(DESCRIPTION OF THE TASK)
Return each line below that contains the string "black", treating uppercase and lowercase letters as different.
## start SOURCE RECORDS
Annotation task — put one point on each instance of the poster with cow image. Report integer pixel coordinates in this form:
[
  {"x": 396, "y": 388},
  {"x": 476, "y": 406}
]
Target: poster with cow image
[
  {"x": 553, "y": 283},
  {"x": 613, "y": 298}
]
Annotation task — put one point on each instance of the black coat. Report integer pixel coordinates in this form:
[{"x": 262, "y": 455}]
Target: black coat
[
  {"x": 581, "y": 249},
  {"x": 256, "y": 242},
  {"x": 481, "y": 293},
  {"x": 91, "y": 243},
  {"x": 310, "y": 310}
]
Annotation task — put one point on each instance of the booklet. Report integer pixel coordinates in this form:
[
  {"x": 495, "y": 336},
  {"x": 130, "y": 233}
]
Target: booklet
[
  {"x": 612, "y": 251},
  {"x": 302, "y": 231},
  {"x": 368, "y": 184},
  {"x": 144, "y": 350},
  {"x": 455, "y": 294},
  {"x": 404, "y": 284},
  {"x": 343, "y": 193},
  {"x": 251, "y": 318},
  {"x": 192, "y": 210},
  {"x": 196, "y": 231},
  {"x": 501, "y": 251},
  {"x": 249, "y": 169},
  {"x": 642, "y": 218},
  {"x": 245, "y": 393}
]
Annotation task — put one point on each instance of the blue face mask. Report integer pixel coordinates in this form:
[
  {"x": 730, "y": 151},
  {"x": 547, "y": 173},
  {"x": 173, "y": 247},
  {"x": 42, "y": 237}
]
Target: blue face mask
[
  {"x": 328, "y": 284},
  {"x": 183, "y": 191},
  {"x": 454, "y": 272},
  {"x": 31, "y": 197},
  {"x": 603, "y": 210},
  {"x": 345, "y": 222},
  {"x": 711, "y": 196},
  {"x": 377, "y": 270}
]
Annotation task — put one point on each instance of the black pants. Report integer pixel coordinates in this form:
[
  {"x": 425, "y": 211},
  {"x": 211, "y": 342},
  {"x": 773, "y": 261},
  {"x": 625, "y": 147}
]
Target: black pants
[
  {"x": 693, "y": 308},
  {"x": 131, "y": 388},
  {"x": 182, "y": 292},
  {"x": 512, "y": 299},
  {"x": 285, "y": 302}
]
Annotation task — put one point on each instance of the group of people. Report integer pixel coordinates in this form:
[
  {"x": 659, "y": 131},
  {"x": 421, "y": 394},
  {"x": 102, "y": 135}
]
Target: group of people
## end SOURCE RECORDS
## start SOURCE RECORDS
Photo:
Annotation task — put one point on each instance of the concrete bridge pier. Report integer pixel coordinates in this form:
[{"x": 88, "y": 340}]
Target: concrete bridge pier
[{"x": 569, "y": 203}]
## end SOURCE RECORDS
## start SOURCE RECORDS
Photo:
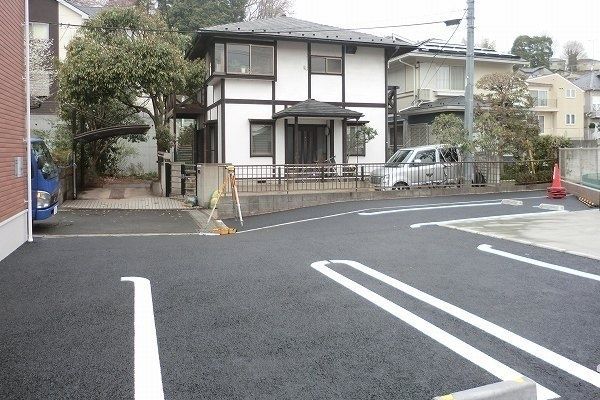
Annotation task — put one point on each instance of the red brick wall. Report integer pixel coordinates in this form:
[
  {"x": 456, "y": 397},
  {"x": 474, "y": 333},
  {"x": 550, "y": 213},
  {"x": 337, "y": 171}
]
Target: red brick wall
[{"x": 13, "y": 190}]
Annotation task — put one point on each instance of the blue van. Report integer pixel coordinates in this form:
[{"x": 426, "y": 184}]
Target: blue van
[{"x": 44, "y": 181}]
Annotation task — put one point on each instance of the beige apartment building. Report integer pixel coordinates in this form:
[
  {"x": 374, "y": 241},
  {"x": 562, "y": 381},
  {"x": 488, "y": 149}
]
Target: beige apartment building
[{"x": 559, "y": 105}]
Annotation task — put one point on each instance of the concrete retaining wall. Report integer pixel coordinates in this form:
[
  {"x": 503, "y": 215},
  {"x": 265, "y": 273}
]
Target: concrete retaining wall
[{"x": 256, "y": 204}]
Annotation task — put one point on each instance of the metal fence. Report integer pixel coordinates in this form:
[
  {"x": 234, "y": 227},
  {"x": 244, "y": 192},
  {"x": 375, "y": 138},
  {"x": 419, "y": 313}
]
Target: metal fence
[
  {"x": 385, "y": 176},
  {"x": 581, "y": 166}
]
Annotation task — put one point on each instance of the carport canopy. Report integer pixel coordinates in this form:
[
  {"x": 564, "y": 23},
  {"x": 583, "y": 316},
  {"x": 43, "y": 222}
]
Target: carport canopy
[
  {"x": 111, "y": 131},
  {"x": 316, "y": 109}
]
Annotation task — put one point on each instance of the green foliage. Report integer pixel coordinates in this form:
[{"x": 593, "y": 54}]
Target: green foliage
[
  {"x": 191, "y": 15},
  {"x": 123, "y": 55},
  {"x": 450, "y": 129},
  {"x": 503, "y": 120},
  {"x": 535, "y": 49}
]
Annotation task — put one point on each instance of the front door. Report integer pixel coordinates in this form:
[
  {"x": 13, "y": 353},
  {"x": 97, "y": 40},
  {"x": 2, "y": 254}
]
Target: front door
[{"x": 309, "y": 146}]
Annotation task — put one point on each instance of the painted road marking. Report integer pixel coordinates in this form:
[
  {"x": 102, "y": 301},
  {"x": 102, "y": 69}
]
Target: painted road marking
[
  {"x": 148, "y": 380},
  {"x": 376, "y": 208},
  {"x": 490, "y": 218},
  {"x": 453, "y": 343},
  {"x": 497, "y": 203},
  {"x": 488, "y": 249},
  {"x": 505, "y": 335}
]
## end SOURCE RECORDS
(REPLY)
Annotation task — put one point on each instance of the black coat. Report integer pixel coordinates in this form:
Target: black coat
Annotation task — put one point on each instance of the black pants. Report integer pixel coordinates in this form:
Target: black pants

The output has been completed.